The output tells us that the estimated value of the alpha parameter is about 0.0395, which is very close to zero.This means that the forecasts are based on both recent and less recent observations, though there is more weight placed on recent observations.

Plot of Holt-Winter prediction has shaded and blue portion. where the dark gray is the 80% confidence interval, the light gray is the 95% confidence interval, and the blue line are the actual predictions.

To test the accuracy, we can calculate the SSE for the in-sample forecast errors.

beer_timeseries_hw <- hw(beer_timeseries,seasonal="additive", h=8)
beer_timeseries_hw$model
## Holt-Winters' additive method 
## 
## Call:
##  hw(y = beer_timeseries, h = 8, seasonal = "additive") 
## 
##   Smoothing parameters:
##     alpha = 0.0395 
##     beta  = 0.0395 
##     gamma = 0.1854 
## 
##   Initial states:
##     l = 258.2137 
##     b = 0.0239 
##     s=55.077 -23.9983 -37.4121 6.3335
## 
##   sigma:  9.738
## 
##      AIC     AICc      BIC 
## 653.6687 656.5719 674.1587
plot(beer_timeseries_hw$model)

plot(beer_timeseries_hw)

accuracy(beer_timeseries_hw)
##                    ME     RMSE      MAE       MPE     MAPE      MASE
## Training set 1.776628 9.737973 8.174546 0.4602816 2.523016 0.6036806
##                    ACF1
## Training set -0.1821053

Analysis of Residuals

It is quite clear than mean of Resoduals is approximately zero and fluctuating over mean of zero.

To test the validity of this model we should also examine the correlations between the forecast errors. If correlation exists in the error terms, it is likely that the simple exponential smoothing forecasts could be improved upon by another technique. All the lines are well within blue hashed line.

plot(beer_timeseries_hw$residuals)
abline(0, 0) 

acf(beer_timeseries_hw$residuals)

Predict method is being used for next two quaterter value prediction. Note that hw method already does the forcast and it is not necessary to call the predict or forcast method for future value prediction.

beer_timeseries_predict <- predict(beer_timeseries_hw, n.ahead = 8, prediction.interval = TRUE)
beer_timeseries_predict$model
## Holt-Winters' additive method 
## 
## Call:
##  hw(y = beer_timeseries, h = 8, seasonal = "additive")

Stored data →

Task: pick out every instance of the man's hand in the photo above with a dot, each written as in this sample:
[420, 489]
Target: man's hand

To do →
Answer these questions using the extract on Holt-Winters forecasting.
(a) In the plot of the Holt-Winters prediction, what does the dark gray shading show?
(b) What value does the model output give for the gamma smoothing parameter?
(c) After using the hw method, is it necessary to call the predict or forecast method to predict future values?

Solution to this exercise →
(a) The dark gray shading is the 80% confidence interval.
(b) Gamma is 0.1854.
(c) No. The hw method already does the forecast.